PROBLEM REQUIREMENTS: Reproduce the data word for word, beginning at its first line and stopping after the line that contains "214 73 L 224". Include both of those lines.

EXERCISE INPUT:
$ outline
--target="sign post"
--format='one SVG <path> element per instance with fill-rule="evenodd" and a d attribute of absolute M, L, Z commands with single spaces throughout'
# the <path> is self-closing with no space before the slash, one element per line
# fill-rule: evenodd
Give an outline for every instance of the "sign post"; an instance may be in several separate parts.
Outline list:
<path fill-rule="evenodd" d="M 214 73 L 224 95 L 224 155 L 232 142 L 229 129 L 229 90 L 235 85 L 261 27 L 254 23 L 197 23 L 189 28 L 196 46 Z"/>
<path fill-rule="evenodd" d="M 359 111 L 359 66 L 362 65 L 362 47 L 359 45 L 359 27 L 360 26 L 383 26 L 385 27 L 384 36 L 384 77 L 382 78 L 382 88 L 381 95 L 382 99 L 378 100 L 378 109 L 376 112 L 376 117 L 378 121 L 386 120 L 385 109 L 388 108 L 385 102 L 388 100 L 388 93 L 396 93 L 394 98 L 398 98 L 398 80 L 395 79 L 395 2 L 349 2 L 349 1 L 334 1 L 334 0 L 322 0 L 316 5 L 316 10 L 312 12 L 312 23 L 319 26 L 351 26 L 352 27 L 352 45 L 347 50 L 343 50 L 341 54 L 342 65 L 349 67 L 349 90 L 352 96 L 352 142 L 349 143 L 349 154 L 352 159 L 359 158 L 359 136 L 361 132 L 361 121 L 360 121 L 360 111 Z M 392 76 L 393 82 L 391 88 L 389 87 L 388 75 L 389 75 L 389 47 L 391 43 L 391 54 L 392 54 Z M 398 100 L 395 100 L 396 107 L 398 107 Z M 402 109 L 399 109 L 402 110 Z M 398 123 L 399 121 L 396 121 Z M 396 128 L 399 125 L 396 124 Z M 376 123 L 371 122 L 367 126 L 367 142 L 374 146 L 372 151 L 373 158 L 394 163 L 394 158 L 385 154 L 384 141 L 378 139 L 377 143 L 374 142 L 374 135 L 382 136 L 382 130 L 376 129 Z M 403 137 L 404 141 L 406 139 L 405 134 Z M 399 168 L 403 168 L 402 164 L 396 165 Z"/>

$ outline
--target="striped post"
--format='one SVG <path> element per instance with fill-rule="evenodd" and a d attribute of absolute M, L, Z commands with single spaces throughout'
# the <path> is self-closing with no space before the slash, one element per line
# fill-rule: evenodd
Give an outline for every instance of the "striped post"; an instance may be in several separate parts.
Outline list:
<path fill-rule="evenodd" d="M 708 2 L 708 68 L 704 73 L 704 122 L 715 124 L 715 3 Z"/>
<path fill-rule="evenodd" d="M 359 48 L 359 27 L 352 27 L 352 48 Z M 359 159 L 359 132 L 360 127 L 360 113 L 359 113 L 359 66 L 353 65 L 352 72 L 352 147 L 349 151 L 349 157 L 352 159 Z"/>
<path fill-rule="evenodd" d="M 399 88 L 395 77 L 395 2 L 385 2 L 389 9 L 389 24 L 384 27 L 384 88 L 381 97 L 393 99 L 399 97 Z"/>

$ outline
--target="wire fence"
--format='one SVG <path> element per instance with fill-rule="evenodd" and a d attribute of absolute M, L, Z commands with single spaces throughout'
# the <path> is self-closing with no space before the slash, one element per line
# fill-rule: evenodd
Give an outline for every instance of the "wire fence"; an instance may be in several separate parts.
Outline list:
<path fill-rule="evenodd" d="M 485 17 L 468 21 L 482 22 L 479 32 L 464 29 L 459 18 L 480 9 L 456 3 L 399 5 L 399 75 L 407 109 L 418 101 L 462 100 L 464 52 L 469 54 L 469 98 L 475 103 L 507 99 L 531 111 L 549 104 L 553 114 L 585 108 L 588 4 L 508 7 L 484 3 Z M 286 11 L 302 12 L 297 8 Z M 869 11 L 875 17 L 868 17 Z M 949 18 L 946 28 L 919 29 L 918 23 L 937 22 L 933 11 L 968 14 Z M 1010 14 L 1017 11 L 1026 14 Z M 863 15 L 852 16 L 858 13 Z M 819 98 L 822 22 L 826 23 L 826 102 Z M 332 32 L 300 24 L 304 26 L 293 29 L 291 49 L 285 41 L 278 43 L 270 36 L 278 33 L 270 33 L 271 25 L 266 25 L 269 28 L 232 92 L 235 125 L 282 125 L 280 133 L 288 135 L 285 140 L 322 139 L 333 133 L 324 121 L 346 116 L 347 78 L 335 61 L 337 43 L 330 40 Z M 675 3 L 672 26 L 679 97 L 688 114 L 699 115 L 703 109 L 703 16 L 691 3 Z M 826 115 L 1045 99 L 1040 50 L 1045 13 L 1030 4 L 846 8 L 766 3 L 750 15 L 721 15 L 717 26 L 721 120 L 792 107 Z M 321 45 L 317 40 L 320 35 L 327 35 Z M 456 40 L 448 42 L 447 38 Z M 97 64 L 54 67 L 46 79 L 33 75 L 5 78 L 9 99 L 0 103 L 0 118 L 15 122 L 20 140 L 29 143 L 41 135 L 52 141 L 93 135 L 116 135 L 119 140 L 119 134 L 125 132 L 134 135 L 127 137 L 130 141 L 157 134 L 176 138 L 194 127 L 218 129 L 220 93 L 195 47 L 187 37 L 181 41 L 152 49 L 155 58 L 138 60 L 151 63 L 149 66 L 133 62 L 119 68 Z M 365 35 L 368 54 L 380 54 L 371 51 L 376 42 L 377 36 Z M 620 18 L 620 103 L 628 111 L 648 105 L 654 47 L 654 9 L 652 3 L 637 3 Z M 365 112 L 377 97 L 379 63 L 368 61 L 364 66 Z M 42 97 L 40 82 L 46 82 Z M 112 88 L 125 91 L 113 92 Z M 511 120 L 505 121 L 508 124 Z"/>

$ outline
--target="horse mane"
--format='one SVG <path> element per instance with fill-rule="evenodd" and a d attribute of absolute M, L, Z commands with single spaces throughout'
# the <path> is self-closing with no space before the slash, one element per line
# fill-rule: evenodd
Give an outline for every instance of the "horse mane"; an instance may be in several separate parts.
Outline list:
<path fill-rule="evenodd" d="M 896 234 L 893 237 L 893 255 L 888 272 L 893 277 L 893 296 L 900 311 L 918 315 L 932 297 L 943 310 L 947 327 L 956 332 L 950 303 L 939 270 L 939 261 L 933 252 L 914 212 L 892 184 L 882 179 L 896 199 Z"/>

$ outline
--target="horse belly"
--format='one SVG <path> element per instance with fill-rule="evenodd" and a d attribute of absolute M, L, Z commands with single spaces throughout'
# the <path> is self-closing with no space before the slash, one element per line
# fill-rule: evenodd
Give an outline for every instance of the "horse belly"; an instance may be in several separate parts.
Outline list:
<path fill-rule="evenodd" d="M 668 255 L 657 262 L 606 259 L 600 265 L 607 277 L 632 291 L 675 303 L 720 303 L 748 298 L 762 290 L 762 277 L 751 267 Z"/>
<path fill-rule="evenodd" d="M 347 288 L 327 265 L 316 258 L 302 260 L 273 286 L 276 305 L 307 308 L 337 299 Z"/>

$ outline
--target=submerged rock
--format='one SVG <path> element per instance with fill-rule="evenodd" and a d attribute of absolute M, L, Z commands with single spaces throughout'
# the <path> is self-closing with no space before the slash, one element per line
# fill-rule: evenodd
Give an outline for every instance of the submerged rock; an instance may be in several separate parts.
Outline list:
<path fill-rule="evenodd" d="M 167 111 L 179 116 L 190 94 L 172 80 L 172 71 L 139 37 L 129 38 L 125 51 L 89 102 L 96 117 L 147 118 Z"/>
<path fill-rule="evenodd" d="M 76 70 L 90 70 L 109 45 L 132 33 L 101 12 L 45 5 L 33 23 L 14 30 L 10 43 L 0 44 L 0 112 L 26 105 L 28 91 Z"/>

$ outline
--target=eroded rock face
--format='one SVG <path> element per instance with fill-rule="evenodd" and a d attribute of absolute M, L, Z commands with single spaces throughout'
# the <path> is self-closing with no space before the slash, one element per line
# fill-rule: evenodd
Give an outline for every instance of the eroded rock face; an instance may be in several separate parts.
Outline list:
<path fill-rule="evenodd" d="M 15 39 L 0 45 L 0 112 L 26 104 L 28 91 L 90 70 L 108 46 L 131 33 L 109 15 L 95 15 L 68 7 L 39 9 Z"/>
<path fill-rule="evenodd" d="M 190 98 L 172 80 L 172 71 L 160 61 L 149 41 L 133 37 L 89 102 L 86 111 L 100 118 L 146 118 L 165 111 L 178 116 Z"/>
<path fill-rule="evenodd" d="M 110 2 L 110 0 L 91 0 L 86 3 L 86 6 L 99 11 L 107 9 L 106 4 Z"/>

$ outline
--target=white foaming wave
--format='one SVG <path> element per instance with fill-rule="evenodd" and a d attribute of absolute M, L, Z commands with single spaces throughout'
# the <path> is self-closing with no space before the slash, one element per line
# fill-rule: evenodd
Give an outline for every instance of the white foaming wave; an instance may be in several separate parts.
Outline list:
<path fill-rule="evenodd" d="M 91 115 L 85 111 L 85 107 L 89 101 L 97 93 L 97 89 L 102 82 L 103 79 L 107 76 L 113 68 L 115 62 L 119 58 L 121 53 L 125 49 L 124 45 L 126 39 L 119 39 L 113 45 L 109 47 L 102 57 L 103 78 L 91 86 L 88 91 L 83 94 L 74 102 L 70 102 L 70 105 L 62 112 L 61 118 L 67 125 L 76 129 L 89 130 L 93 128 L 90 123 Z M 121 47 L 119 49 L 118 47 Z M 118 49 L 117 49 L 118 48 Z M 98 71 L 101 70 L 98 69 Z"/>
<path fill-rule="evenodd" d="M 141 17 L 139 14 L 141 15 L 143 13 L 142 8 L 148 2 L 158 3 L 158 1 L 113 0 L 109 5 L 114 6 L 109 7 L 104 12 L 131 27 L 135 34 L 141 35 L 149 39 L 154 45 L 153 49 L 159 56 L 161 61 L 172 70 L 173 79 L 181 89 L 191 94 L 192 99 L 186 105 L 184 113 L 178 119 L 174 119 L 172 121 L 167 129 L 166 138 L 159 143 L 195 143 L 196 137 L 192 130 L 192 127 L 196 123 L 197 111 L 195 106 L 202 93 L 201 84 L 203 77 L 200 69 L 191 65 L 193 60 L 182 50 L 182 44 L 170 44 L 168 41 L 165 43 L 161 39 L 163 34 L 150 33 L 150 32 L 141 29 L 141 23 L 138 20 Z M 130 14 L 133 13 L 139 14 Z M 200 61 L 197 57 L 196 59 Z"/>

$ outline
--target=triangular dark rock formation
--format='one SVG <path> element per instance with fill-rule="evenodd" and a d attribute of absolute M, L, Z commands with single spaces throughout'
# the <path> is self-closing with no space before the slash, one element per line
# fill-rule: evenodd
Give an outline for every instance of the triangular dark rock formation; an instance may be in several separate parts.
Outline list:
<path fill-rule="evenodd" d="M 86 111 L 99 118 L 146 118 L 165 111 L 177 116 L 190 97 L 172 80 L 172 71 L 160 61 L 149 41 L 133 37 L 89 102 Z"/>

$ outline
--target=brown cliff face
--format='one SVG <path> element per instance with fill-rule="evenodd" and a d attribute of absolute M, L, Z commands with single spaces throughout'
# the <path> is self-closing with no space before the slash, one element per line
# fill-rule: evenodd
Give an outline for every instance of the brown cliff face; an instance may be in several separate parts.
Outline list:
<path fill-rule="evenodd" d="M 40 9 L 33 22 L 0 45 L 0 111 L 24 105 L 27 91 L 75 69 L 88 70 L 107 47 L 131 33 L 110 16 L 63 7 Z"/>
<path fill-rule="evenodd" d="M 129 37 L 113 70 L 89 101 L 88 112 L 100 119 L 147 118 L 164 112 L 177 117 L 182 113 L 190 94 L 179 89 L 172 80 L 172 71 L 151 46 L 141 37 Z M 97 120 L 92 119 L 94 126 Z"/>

EXPECTED OUTPUT:
$ outline
--target="sign post"
--format='one SVG <path> element per instance with fill-rule="evenodd" and a d attribute of absolute M, L, Z commands with single spaces throughout'
# the <path> is self-closing with no space before the slash, one element per line
# fill-rule: evenodd
Give an outline for every instance of the "sign post"; an instance may be in several separate parts.
Outline list:
<path fill-rule="evenodd" d="M 214 73 L 224 95 L 224 155 L 232 142 L 229 129 L 229 90 L 235 85 L 261 27 L 254 23 L 197 23 L 189 28 L 196 46 Z"/>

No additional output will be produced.